* [TASK 1]: Report each line of the listing below that contains the string "front". Case matters.

* [EXCERPTED PASSAGE]:
============================================================
Can a Catholic attend an Anglican mass as a visitor?

By November 30, 2014 22 Comments

Full Question

Can a Catholic attend an Anglican mass as a visitor?


Yes. However, because the Anglican church does not have valid holy orders, eucharistic intercommunion is not possible. The Catechism of the Catholic Church states the following:

Ecclesial communities derived from the Reformation and separated from the Catholic Church have not preserved the proper reality of the eucharistic mystery in its fullness, especially because of the absence of the sacrament of Holy Orders. It is for this reason that, for the Catholic Church, eucharistic intercommunion with these communities is not possible. (CCC 1400)


  • Michael Steele says:

    The Anglican Communion does have the exact same Sacraments as the Roman Catholic Church, including Holy Orders and Apostolic Sucession. Need to find a better answer and research other churches before posting answers. Thanks!

    • Justin says:

      Don’t get mad at the Truth.

      • Gerry Kenny says:

        Do some research…the Anglican church does not believe that the body and blood of Christ is present but to the real Apostolic Catholic Church from Christ not King Henry(6 wives)church it is the whole truth and base of the One True Faith…..”One Holy Catholic Apostolic”!!

    • Rigel Casmual says:

      Not really. Because the Anglican Church broke away from the Catholic Church, it lost the true faith, therefore, even though they would have the sacraments, they are not truly sacramental, as for my friend who also replied to this discussion, they are invalid.

  • They have them, but as the Catechism above states, they are not Valid, as they broke faith from the One True Church, so that a King who wished to commit adultery against his faithful wife, could get a divorce.
============================================================
* [EXERCISE MATERIALS]:
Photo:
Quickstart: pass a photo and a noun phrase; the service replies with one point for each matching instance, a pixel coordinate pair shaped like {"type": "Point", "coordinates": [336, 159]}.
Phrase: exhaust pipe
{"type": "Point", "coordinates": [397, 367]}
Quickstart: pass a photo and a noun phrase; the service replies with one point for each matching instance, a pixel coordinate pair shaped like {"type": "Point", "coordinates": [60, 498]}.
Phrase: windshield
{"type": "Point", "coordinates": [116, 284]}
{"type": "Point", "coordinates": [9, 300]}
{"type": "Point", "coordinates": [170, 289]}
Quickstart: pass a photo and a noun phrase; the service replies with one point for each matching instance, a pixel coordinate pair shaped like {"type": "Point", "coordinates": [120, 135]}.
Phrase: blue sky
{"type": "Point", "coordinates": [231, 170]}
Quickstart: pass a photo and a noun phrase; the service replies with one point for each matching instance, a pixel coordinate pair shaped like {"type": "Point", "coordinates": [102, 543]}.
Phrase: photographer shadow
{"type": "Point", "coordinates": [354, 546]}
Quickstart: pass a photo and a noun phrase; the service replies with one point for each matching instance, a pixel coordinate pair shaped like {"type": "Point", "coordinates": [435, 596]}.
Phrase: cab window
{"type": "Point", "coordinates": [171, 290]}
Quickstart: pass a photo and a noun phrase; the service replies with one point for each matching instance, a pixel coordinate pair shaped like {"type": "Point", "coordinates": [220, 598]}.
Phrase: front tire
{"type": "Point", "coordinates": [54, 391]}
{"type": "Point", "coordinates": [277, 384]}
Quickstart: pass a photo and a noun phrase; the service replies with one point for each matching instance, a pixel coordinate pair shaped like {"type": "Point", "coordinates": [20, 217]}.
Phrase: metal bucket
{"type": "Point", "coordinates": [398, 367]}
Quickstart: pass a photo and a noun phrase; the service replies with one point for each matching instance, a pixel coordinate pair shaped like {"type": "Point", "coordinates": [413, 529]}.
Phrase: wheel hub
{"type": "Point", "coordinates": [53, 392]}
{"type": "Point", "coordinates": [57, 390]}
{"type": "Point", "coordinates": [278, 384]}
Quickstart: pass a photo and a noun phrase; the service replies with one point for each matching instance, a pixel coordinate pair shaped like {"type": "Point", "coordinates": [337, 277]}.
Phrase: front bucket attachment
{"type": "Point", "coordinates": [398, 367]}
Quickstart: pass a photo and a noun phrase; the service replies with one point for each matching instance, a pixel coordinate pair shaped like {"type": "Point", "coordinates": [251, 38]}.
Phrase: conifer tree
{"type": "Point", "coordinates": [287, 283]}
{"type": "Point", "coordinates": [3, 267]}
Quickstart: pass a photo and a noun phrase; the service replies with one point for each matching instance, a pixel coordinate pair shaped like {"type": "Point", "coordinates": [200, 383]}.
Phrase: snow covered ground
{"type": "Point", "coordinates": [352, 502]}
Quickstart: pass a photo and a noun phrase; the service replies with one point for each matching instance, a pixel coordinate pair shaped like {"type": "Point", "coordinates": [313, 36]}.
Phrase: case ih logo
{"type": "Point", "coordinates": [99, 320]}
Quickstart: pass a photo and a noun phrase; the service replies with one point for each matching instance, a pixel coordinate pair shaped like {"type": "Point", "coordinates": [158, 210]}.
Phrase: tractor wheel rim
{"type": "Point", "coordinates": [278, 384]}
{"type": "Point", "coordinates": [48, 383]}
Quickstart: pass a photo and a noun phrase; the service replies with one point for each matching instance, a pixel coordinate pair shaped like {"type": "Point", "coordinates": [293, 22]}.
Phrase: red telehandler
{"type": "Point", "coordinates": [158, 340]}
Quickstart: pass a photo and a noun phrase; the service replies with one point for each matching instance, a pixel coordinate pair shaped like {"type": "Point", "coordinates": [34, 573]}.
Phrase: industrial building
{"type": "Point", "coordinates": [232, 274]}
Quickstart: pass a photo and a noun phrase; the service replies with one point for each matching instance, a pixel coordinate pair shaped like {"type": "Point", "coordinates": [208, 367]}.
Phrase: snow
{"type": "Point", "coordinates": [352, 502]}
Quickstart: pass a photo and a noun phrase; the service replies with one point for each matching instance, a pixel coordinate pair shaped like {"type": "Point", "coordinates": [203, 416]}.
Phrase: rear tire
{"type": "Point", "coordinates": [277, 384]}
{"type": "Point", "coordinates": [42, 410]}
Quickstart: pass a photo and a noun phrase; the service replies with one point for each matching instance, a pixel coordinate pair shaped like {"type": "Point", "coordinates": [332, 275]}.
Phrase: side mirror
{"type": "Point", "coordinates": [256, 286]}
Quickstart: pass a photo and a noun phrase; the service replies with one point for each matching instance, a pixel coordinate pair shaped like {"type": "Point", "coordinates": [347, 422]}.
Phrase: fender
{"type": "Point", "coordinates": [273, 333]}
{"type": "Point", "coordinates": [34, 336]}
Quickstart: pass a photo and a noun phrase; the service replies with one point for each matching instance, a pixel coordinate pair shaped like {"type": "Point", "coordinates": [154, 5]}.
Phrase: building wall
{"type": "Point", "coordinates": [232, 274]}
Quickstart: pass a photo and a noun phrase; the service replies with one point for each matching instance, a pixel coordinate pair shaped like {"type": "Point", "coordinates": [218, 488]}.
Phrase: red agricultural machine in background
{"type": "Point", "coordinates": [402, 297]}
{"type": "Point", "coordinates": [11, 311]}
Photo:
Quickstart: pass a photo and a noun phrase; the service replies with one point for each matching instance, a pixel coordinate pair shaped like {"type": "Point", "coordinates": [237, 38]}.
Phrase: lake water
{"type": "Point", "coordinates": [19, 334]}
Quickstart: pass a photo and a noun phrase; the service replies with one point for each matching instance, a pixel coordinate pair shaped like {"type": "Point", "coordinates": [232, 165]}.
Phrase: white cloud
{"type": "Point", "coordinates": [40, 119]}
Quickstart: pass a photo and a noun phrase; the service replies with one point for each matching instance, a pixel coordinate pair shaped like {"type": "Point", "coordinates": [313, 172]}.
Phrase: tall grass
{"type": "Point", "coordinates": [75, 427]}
============================================================
* [TASK 2]: Continue the page on Catholics attending an Anglican mass, starting right after its final comment.

* [TASK RESULT 1]:
Phrase: front tire
Phrase: front bucket attachment

* [TASK RESULT 2]:
  • Michael Steele says:

    Ironically the Orthodox Church will inform you that the Roman Catholic Church (a Reformation Church) broke from the One Truth Faith, and on that basis extends Holy Communion to only practicing Orthodox faithful. Kind of silly……

  • Kay says:

    Holy communion within the Catholic Church is seen as a sacrament

  • Jelle Sophie (Super Astra Sophia) says:

    Then we must go back to the great chism of 1054 AD. Who was right in the first place? And offcourse you can attend the Anglican mass. In the first place because the Anglican church has it’s foundation on the Catholic church and second because it would be inpolite. This church made changes over time in there lithurgy as did the Catholic Church when the pope began to state that he was the highest power on earth, the vicar of Christ on earth. Everything evolves and it is meaningfull to attend a mass to see the differences and the resemblances that ake our cultures much more richer.

  • D says:

    The answer here is actually Heritical. Every moral theology manual would tell you that to actively participate in a Protestant service would be a mortal sin.
    Pope Pius IX, Graves ac diuturnae (# 4), March 23, 1875, speaking of a non-Catholic sect: “They [the faithful] should totally shun their religious celebrations, their buildings, and their chairs of pestilence which they have with impunity established to transmit the sacred teachings.  They should shun their writings and all contact with them.  They should not have any dealings or meetings with usurping priests and apostates from the faith who dare to exercise the duties of an ecclesiastical minister without possessing a legitimate mission or any jurisdiction.”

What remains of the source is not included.